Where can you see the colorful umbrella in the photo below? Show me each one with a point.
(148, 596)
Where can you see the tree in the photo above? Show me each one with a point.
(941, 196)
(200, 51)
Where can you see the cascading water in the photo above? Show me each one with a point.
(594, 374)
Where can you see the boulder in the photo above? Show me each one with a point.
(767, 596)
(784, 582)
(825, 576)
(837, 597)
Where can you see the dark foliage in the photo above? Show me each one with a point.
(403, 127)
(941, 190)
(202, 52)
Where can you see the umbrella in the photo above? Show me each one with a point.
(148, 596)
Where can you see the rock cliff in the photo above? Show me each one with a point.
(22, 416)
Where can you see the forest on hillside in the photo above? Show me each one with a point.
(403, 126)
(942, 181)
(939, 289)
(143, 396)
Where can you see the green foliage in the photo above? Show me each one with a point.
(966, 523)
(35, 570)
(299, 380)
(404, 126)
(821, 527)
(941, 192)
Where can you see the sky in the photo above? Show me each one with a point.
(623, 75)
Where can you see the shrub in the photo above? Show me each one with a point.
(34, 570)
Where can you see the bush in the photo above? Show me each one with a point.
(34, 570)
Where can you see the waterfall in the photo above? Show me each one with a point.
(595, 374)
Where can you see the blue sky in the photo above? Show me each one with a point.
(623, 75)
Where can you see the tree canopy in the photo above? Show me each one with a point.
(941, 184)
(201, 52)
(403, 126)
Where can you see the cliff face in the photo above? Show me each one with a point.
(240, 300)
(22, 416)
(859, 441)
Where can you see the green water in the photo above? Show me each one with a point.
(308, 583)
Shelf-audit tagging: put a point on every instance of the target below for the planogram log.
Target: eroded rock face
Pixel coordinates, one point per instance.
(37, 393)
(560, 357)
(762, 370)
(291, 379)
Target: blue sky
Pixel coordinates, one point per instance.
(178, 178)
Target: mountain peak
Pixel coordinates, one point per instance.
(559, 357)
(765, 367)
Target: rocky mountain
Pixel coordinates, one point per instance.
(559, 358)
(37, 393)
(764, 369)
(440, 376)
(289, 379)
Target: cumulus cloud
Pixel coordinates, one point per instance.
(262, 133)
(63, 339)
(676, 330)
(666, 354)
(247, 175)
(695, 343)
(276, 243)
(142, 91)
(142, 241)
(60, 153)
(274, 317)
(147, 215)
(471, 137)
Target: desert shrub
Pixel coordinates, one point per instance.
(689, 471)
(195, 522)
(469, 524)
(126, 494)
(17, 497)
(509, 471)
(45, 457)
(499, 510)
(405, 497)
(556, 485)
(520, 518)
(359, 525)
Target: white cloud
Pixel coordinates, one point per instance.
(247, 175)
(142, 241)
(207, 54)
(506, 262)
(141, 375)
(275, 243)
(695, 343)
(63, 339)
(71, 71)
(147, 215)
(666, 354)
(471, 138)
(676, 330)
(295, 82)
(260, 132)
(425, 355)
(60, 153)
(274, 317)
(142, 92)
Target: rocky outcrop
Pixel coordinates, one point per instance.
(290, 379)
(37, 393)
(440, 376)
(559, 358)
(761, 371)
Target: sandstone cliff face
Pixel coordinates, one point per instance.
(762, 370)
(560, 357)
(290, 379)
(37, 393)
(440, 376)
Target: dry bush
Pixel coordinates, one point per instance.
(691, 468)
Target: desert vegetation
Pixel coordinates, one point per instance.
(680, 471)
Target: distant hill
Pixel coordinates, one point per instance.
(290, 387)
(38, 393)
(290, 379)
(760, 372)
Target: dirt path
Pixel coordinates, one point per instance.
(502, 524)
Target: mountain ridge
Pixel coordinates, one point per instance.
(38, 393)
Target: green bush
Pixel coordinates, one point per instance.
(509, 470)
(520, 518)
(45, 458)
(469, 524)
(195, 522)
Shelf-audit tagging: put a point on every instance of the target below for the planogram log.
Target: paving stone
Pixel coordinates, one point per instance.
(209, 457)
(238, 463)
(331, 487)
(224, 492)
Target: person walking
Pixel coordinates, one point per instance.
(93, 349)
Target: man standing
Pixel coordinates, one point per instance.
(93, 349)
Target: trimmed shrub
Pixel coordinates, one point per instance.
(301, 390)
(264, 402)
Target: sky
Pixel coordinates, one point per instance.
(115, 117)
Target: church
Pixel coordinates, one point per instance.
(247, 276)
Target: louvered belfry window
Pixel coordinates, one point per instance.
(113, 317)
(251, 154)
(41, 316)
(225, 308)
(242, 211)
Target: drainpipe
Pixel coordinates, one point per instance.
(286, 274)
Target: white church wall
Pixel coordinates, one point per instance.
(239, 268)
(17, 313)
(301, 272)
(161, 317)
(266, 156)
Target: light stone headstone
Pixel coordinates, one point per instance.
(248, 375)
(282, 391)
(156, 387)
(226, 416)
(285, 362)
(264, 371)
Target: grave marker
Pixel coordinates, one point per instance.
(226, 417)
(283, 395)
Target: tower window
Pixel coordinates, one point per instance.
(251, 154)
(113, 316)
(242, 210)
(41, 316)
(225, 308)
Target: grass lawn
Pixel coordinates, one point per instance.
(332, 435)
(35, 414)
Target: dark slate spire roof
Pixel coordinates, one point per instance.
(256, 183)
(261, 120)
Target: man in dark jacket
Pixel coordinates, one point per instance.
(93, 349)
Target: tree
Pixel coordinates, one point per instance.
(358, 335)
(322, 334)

-- -- --

**Challenge**
Reproduce all of the records above verbatim, line by line and in their original order, without altering any character.

**Expected answer**
Where can you see the colorful umbrella in the photo below? Show me each one with a point.
(148, 596)
Where can you see the tree in the photo above? Show me each one with a point.
(941, 196)
(200, 51)
Where can you see the cascading water in the photo above? Show me each one with a point.
(594, 374)
Where can you see the boulder in the photo above? Show me each one with a point.
(767, 596)
(784, 582)
(825, 576)
(837, 597)
Where can you see the dark foliage in the photo above? Show me each one with a point.
(403, 127)
(941, 190)
(202, 52)
Where can you see the umbrella in the photo above? Show me each one with a point.
(148, 596)
Where can you see the rock cliff in the photo above? Show me each one with a point.
(22, 416)
Where can you see the forest on hillside in the photo above? Show me each one with a point.
(403, 126)
(942, 181)
(939, 289)
(143, 396)
Where can you see the green foliage in the photo above? Show me each one with a point.
(966, 523)
(35, 570)
(299, 380)
(404, 126)
(821, 527)
(941, 192)
Where can you see the sky in the photo above? Show me each one with a point.
(623, 75)
Where can you see the shrub in the photo above? Show me each one with a point.
(34, 570)
Where can you see the bush in the photo above? Show me each one with a point.
(34, 570)
Where can you see the waterfall in the photo above? Show me each one with a point.
(595, 374)
Where can you see the blue sky in the photo above? Show me each one with a point.
(623, 75)
Where can you see the tree canopy in the photo above? Show me each one with a point.
(941, 184)
(201, 52)
(403, 126)
Where can you see the cliff face in the photo above? Show me each one with a point.
(240, 300)
(22, 416)
(859, 441)
Where can you see the green water in the photo above? Show me each one with a point.
(308, 583)
Shelf-audit tagging: put a point on every instance of the target below for the planogram log.
Target: eroded rock face
Pixel coordinates, one point per instance.
(37, 393)
(560, 357)
(762, 370)
(291, 379)
Target: blue sky
Pixel coordinates, one point per instance.
(178, 178)
Target: mountain peak
Pixel coordinates, one point per instance.
(559, 357)
(765, 367)
Target: rocky mountain
Pixel coordinates, one point per instance.
(559, 358)
(37, 393)
(764, 369)
(440, 376)
(289, 379)
Target: cumulus cloud
Pixel coordinates, one point per instance.
(262, 133)
(63, 339)
(676, 330)
(666, 354)
(247, 175)
(695, 343)
(276, 243)
(142, 91)
(142, 241)
(60, 153)
(274, 317)
(147, 215)
(471, 137)
Target: desert shrub
Pixel coordinates, one point per instance.
(689, 471)
(195, 522)
(469, 524)
(126, 494)
(17, 497)
(509, 471)
(45, 457)
(499, 510)
(405, 497)
(556, 485)
(520, 518)
(359, 525)
Target: white cloud
Pixel coordinates, one point per instance.
(247, 175)
(142, 241)
(207, 54)
(506, 262)
(141, 375)
(275, 243)
(695, 343)
(63, 339)
(71, 71)
(147, 215)
(666, 354)
(471, 138)
(676, 330)
(295, 82)
(260, 132)
(425, 355)
(60, 153)
(274, 317)
(142, 92)
Target: rocky outcrop
Pixel coordinates, one point per instance.
(290, 379)
(37, 393)
(440, 376)
(559, 358)
(761, 371)
Target: sandstone cliff face
Pixel coordinates, one point per instance.
(762, 370)
(560, 357)
(290, 379)
(37, 393)
(440, 376)
Target: dry bush
Pixel coordinates, one point per instance.
(691, 468)
Target: desert vegetation
Pixel coordinates, one point per instance.
(680, 471)
Target: distant hill
Pixel coordinates, one point per instance.
(290, 387)
(38, 393)
(290, 379)
(760, 372)
Target: dirt path
Pixel coordinates, one point per instance.
(502, 524)
Target: mountain ridge
Pixel coordinates, one point per instance.
(38, 393)
Target: green bush
Pixel coordinates, one point per instance.
(509, 470)
(520, 518)
(45, 458)
(469, 524)
(195, 522)
Shelf-audit tagging: put a point on every instance of the target below for the planogram log.
Target: paving stone
Pixel coordinates, one point per instance.
(209, 457)
(238, 463)
(331, 487)
(224, 492)
Target: person walking
Pixel coordinates, one point per instance.
(93, 349)
Target: man standing
Pixel coordinates, one point per instance.
(93, 349)
Target: trimmed shrub
Pixel coordinates, one point per instance.
(301, 390)
(264, 402)
Target: sky
Pixel coordinates, one point per instance.
(115, 117)
Target: church
Pixel coordinates, one point per instance.
(247, 276)
Target: louvered belfry window
Pixel coordinates, one point per instance.
(113, 317)
(251, 154)
(41, 316)
(225, 308)
(242, 211)
Target: drainpipe
Pixel coordinates, one point per instance.
(286, 274)
Target: white church wall
Pixel coordinates, one point per instance.
(239, 268)
(17, 313)
(301, 272)
(161, 317)
(266, 156)
Target: light stone headstone
Pixel coordinates, one point per instance.
(248, 375)
(282, 391)
(156, 387)
(226, 416)
(285, 362)
(264, 371)
Target: grave marker
Pixel coordinates, one point per instance.
(226, 417)
(283, 395)
Target: tower window
Pixel coordinates, one point per instance.
(251, 154)
(113, 316)
(242, 210)
(41, 316)
(225, 308)
Target: grass lawn
Pixel coordinates, one point per instance.
(332, 435)
(35, 414)
Target: dark slate spire roof
Pixel coordinates, one point per instance.
(256, 183)
(261, 120)
Target: man in dark jacket
Pixel coordinates, one point per instance.
(93, 349)
Target: tree
Pixel coordinates, one point per instance.
(358, 335)
(322, 334)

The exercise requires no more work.